Repeat exactly the line containing "box: [4, 128, 38, 202]" and every line after it in the entries, and nothing besides.

LISTED ENTRIES
____
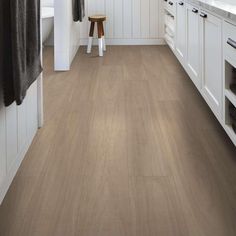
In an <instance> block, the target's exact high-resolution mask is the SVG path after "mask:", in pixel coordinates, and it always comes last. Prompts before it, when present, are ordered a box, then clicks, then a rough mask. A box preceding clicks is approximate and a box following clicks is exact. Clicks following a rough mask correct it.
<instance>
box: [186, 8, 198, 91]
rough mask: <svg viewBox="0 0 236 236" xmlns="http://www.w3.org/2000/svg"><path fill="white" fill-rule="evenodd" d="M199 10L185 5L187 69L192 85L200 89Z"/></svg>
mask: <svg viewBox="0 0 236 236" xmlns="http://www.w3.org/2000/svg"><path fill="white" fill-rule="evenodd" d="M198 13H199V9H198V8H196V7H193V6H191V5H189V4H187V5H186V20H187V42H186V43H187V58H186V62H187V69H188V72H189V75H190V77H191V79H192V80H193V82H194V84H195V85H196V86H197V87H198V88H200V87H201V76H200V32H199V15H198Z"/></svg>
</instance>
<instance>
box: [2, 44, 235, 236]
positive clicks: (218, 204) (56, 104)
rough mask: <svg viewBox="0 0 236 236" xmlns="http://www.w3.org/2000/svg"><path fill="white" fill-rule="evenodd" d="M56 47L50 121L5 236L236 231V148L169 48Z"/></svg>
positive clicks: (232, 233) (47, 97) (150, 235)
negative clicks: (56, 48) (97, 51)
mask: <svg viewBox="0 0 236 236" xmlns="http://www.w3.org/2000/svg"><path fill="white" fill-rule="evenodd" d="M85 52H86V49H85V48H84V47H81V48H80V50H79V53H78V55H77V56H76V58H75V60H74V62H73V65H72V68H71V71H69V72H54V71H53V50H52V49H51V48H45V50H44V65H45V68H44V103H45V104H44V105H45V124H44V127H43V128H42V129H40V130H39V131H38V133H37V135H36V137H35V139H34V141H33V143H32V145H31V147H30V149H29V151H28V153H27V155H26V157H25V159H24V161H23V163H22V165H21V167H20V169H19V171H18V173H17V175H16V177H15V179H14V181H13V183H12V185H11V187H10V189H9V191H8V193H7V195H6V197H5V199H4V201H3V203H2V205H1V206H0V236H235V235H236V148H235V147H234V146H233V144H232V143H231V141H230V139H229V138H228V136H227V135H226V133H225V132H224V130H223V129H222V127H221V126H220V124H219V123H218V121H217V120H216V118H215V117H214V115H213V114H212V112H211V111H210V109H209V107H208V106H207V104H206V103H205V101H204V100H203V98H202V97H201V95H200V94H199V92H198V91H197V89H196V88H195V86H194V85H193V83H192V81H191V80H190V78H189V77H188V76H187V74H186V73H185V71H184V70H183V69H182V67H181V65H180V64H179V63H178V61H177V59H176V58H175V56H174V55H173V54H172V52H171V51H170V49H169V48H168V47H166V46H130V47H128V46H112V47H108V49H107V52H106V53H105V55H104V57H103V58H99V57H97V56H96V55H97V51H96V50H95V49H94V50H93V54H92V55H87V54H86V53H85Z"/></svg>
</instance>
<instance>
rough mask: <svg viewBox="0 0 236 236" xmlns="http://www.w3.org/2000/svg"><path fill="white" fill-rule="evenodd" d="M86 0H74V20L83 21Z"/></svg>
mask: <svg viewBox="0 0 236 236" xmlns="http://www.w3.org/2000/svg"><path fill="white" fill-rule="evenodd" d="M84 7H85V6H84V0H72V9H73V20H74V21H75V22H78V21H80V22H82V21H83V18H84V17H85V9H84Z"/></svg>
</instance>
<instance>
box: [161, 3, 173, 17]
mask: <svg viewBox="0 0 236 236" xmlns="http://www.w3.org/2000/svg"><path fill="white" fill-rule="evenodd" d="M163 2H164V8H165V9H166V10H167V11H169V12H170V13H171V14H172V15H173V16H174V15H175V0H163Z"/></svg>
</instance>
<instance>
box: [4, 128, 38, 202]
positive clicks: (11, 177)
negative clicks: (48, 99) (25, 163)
____
FINISHED TASK
box: [4, 128, 38, 202]
positive clicks: (11, 177)
negative clicks: (48, 99) (25, 163)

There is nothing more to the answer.